Rewrite only the lines in the stretch from the one containing "Every instance of the woven" through the one containing "(713, 1019)", changing "planter" to "flowerpot" and keeping everything else the same.

────────

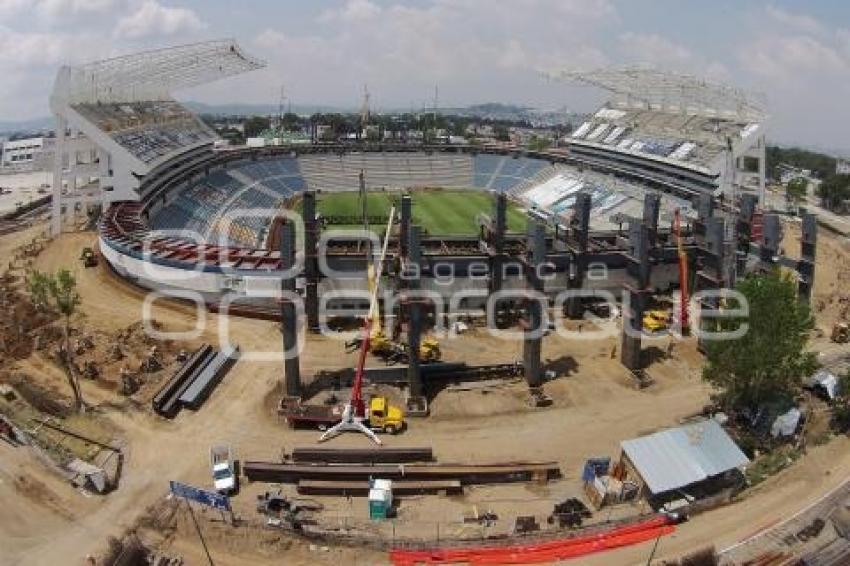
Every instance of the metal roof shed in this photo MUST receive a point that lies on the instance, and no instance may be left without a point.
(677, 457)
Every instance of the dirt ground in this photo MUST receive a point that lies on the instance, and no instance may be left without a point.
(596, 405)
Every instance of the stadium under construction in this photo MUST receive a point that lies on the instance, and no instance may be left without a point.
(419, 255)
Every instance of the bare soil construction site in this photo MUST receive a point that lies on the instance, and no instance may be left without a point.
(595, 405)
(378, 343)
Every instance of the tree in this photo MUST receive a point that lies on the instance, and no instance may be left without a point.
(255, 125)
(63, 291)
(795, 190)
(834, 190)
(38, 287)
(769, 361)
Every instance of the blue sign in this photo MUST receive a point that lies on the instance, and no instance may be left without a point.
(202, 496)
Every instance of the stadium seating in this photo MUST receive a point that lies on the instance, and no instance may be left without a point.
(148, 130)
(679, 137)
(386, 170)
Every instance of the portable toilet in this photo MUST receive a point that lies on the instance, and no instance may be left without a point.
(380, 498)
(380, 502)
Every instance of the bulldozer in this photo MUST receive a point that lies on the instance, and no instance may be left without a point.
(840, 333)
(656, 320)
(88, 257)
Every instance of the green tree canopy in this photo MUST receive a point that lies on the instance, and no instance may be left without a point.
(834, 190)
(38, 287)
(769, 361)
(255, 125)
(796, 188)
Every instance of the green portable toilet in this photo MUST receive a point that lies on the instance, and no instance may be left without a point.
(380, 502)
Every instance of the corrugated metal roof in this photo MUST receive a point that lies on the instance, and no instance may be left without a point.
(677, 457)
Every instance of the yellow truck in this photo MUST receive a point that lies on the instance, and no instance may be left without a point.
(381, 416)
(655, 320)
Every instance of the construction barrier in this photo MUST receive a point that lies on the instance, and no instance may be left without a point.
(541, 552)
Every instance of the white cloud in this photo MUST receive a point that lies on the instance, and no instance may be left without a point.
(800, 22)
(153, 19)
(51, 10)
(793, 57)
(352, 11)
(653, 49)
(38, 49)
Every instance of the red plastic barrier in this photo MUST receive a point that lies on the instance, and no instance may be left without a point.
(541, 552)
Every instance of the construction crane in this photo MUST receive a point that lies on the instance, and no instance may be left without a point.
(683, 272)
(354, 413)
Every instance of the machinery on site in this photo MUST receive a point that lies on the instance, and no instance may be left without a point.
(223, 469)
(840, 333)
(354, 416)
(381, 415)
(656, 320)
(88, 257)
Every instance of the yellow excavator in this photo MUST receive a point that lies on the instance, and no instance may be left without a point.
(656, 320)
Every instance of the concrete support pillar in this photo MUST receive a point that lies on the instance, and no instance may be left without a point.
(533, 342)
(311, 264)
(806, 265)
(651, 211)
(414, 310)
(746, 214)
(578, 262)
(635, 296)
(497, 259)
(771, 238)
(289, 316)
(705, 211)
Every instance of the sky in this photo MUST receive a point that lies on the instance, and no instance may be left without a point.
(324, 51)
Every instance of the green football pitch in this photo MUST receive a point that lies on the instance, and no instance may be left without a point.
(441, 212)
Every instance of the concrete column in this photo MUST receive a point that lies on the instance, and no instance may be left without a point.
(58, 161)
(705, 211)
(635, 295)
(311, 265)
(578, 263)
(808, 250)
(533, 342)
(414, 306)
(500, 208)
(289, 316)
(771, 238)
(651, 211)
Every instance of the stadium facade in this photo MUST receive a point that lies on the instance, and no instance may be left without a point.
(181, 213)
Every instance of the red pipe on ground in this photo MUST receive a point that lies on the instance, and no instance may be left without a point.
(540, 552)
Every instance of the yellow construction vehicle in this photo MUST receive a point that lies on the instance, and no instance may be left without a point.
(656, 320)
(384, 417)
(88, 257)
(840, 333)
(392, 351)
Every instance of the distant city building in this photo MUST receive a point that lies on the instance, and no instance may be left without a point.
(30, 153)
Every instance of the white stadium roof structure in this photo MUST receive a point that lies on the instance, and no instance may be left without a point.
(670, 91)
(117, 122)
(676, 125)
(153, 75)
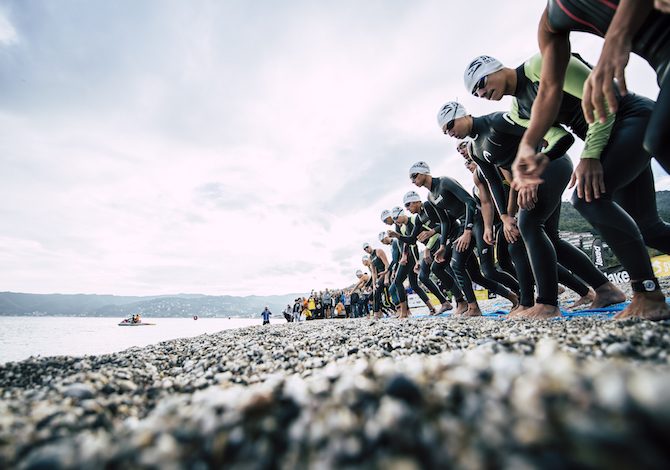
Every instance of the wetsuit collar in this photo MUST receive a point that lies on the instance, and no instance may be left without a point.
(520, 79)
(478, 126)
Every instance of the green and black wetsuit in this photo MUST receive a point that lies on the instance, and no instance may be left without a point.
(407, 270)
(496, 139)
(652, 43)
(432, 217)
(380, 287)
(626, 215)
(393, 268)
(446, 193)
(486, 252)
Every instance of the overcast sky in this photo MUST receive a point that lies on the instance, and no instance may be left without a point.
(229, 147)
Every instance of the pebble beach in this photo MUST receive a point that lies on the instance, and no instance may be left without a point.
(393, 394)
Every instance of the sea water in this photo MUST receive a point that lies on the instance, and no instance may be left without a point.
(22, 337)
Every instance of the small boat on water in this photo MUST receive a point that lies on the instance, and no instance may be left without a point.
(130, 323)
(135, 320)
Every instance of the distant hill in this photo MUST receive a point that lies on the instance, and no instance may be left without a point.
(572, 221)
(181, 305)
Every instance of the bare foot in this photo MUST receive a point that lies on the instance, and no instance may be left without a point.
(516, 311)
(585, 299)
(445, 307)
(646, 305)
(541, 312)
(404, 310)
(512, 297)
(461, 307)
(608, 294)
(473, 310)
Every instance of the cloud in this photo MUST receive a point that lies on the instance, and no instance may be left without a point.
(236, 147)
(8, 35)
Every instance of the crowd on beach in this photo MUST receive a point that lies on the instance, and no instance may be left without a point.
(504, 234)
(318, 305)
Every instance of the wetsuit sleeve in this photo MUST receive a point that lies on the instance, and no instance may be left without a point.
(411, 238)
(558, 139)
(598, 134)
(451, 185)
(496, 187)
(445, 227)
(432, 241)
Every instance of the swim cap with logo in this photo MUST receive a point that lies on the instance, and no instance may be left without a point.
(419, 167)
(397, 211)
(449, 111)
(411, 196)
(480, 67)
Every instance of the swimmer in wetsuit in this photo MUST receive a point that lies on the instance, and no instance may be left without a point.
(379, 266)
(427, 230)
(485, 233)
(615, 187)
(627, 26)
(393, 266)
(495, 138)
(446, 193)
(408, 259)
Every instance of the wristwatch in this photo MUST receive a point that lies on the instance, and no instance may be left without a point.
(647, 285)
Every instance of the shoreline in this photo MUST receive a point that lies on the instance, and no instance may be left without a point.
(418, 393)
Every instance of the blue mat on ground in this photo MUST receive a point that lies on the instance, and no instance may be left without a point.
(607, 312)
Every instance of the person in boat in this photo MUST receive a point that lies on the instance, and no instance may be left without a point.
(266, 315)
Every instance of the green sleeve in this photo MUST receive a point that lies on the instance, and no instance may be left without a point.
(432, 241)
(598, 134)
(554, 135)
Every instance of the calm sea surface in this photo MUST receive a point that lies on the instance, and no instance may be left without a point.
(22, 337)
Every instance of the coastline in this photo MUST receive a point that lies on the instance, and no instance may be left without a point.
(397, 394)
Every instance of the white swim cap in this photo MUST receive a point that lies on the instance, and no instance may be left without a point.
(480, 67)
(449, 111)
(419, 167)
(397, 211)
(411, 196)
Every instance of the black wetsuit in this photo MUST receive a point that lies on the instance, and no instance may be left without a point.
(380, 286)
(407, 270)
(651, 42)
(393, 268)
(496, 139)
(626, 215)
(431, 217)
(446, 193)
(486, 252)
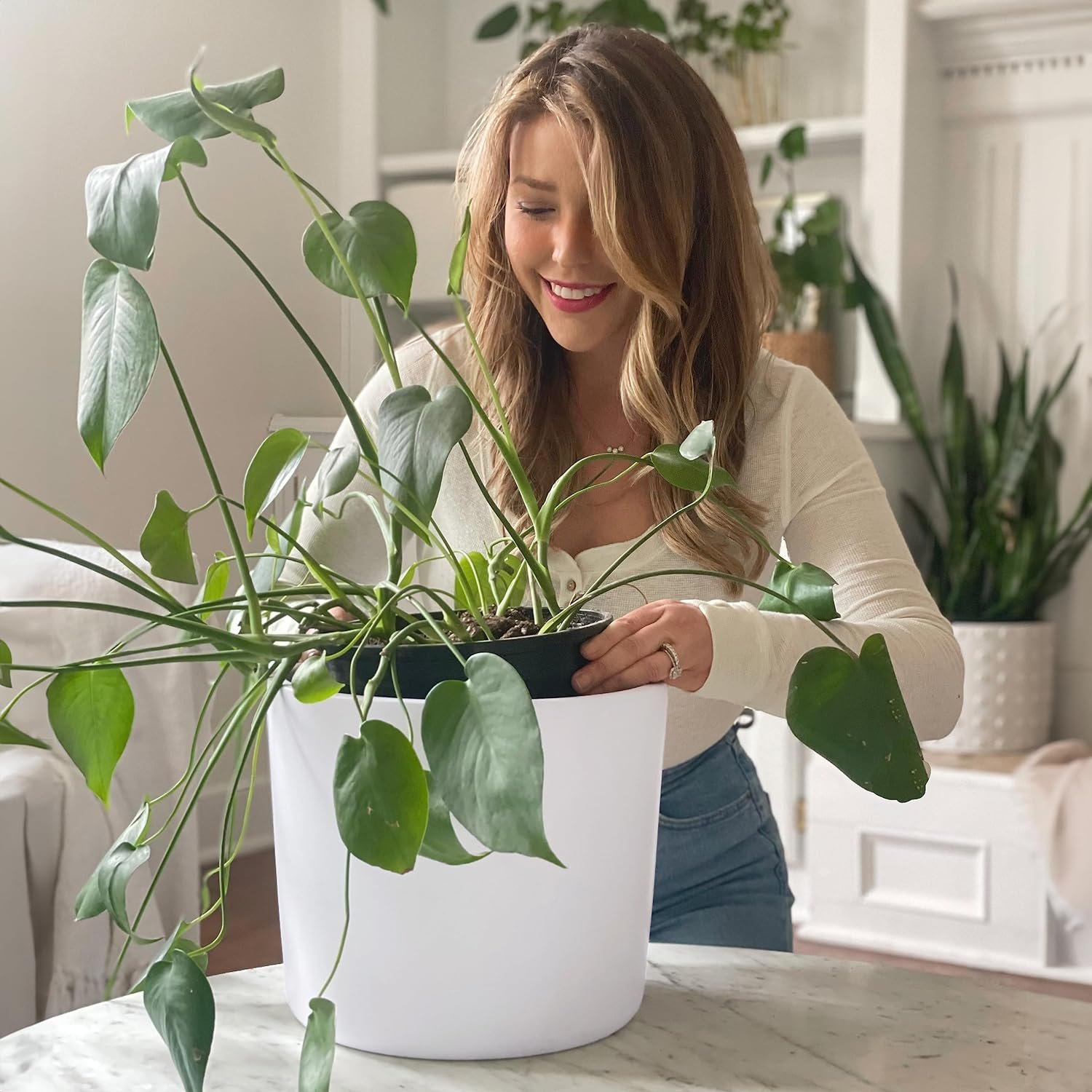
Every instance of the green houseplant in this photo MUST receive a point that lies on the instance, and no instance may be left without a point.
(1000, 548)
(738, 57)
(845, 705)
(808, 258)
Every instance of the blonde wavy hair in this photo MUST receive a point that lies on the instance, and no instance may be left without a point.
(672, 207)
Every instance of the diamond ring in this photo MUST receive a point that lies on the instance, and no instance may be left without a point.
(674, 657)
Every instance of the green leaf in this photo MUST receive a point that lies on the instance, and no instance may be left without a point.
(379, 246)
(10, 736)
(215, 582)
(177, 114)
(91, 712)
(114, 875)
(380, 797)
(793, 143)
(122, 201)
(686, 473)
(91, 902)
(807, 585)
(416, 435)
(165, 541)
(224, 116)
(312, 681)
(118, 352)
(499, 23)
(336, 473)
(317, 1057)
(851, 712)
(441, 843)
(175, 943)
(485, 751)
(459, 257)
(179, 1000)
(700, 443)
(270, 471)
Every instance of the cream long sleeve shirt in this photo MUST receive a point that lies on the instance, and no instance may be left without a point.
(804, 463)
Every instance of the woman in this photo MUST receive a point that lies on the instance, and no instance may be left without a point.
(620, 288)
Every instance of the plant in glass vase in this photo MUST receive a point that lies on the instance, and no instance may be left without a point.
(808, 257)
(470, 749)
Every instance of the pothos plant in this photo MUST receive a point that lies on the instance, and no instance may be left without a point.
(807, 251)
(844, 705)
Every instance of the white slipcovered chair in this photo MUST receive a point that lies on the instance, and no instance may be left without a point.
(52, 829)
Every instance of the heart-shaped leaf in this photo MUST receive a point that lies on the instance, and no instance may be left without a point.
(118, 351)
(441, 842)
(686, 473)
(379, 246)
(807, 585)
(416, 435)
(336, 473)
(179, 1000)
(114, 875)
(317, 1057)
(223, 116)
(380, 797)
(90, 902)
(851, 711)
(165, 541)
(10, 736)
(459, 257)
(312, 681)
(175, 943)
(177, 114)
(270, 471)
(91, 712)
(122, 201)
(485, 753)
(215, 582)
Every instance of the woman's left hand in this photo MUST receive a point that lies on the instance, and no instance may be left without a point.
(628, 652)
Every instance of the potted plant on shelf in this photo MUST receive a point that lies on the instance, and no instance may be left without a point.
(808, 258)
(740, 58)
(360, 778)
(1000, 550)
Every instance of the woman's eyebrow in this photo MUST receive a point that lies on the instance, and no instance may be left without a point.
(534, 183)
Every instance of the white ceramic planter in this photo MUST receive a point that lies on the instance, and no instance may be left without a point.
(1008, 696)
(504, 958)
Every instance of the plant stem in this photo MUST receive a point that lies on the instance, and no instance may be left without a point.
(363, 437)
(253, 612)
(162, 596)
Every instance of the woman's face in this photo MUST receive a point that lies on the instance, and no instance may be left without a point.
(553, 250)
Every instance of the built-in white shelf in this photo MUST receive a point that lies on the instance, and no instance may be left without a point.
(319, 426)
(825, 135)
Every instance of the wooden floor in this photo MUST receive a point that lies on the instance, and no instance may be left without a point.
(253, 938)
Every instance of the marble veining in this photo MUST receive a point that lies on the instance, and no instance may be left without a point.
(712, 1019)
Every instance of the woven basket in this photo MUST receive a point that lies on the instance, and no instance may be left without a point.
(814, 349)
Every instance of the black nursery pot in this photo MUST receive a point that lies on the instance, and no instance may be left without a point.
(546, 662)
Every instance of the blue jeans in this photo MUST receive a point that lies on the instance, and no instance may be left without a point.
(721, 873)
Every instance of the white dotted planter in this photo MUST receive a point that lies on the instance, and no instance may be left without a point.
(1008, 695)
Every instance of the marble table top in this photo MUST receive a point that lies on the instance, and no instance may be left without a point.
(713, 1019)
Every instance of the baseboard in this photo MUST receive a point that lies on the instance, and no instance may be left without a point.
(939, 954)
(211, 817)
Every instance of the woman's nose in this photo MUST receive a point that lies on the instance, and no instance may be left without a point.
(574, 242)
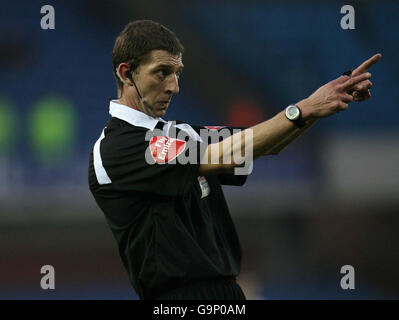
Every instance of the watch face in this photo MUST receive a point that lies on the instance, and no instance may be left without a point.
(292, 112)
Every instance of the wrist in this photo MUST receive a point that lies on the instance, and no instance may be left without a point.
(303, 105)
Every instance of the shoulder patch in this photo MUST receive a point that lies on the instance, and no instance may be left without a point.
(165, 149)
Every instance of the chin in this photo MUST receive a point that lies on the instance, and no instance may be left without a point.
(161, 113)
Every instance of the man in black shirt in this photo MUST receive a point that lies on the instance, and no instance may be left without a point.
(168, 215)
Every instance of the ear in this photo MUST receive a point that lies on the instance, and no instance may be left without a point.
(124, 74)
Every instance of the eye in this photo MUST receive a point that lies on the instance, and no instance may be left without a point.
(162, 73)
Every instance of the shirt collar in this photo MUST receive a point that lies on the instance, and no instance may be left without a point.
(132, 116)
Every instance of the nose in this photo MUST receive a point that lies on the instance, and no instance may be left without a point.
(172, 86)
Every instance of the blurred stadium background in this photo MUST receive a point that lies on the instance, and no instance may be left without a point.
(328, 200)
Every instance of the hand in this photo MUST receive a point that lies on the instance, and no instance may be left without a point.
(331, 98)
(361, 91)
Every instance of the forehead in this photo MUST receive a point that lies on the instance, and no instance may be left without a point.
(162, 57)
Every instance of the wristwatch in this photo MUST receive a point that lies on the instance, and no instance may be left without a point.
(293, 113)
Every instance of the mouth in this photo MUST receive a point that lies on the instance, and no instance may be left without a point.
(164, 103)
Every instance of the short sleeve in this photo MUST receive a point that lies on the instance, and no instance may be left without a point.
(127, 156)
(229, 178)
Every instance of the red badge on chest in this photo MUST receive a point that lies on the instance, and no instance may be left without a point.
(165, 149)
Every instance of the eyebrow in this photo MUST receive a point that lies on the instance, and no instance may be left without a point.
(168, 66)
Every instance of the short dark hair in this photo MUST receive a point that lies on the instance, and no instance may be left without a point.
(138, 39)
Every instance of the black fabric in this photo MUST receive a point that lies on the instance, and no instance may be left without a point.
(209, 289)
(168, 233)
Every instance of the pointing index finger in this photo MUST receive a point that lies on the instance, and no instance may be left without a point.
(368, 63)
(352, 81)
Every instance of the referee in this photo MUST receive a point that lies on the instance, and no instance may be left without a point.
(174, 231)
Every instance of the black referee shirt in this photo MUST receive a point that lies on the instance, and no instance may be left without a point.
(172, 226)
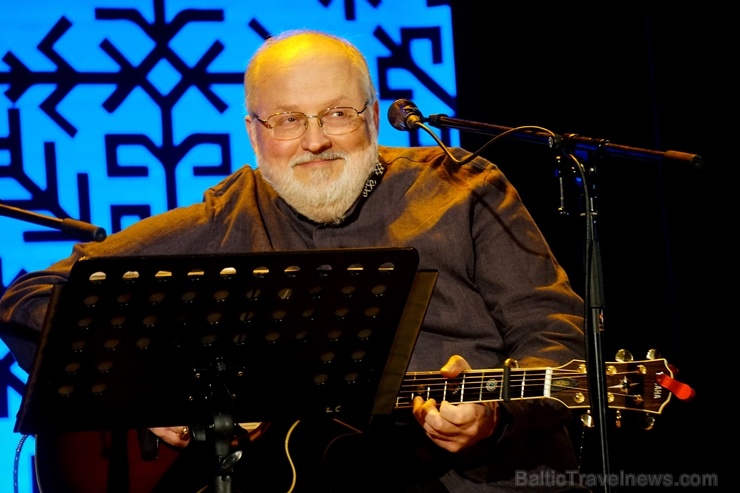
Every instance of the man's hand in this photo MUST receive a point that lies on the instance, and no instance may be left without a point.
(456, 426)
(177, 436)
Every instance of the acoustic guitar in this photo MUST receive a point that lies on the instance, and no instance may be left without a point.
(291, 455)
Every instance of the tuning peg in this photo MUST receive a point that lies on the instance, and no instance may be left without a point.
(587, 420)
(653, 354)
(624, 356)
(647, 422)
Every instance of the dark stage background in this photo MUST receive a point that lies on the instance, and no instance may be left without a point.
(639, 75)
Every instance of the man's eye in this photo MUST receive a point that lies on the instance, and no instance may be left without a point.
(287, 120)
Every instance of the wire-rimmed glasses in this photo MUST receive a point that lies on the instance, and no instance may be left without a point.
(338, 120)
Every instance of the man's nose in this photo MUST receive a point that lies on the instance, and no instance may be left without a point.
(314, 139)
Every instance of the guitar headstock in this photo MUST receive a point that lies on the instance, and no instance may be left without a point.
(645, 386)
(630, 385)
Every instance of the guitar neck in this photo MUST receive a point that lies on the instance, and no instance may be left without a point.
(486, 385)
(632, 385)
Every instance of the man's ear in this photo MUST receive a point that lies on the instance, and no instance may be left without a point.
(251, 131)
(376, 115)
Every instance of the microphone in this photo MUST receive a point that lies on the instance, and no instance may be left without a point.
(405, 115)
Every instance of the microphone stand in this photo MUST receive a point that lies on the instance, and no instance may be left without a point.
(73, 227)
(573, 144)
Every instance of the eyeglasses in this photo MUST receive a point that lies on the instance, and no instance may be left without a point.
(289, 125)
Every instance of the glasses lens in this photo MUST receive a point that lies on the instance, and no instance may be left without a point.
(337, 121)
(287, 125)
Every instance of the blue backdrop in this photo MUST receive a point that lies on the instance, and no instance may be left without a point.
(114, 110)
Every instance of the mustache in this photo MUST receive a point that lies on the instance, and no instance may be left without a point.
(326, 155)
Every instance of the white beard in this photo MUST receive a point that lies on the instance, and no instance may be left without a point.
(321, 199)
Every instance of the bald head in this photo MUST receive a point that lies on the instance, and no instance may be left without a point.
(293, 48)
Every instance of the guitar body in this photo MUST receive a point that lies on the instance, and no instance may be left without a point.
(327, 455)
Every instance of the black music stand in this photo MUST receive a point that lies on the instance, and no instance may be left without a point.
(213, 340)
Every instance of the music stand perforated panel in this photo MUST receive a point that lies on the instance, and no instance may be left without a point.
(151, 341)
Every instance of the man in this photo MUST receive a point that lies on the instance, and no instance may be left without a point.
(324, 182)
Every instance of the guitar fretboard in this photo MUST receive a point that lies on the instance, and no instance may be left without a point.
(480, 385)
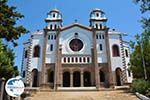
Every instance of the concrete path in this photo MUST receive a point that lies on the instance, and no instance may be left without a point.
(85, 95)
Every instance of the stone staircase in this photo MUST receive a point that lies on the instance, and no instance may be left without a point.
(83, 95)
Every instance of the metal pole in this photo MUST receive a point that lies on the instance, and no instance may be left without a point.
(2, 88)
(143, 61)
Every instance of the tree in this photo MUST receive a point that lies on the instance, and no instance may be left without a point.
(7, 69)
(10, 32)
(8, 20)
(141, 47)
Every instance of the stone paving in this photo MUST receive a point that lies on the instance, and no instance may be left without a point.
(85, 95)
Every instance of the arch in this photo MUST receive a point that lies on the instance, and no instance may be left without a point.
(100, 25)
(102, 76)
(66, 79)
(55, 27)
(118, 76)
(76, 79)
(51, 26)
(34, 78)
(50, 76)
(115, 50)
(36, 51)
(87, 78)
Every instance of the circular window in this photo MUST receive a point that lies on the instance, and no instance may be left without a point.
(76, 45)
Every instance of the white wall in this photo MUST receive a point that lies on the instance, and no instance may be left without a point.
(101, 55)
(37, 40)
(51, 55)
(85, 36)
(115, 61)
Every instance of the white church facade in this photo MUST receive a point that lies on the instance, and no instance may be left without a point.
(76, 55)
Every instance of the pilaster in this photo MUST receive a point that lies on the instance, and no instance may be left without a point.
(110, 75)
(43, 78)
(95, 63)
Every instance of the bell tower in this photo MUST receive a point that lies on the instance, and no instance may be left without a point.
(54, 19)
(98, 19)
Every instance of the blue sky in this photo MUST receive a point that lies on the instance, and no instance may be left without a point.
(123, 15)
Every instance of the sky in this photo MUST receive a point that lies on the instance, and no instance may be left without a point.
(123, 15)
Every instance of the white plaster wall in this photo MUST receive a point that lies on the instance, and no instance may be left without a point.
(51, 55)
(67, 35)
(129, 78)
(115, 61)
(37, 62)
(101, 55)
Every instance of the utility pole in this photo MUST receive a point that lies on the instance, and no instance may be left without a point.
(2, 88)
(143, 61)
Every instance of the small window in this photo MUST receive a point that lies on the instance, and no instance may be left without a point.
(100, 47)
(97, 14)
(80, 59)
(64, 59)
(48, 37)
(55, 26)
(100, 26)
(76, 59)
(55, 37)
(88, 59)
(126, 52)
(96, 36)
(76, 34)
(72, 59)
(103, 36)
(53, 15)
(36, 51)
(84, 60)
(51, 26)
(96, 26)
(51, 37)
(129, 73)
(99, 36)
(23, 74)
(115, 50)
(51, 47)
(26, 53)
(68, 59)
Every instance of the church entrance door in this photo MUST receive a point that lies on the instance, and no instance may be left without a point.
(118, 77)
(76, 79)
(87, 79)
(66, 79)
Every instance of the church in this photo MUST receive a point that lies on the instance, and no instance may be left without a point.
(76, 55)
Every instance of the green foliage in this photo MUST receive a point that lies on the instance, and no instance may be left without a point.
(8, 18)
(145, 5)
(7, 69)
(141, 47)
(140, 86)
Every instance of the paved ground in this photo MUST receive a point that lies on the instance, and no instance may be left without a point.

────────

**Right answer:**
Every instance of the woven basket in this photo MUST receive a point that lies on the instance, and no instance may be left without a point.
(814, 349)
Every instance of the black nursery pot in this photo MUST receive a point that lies on the instance, and no instance may be left without a point.
(546, 662)
Every instance of the blue jeans in this photo MUST receive a point that lies on the instance, and no instance may be left without a point.
(721, 873)
Every instance of the white dotted flowerpot in this photo MUST receive a point that lies on the instance, and no instance may be left without a point.
(1008, 695)
Every instance of the marble table top in this photo MUST receive a point that lies on the instance, and no instance may be left without a point.
(713, 1019)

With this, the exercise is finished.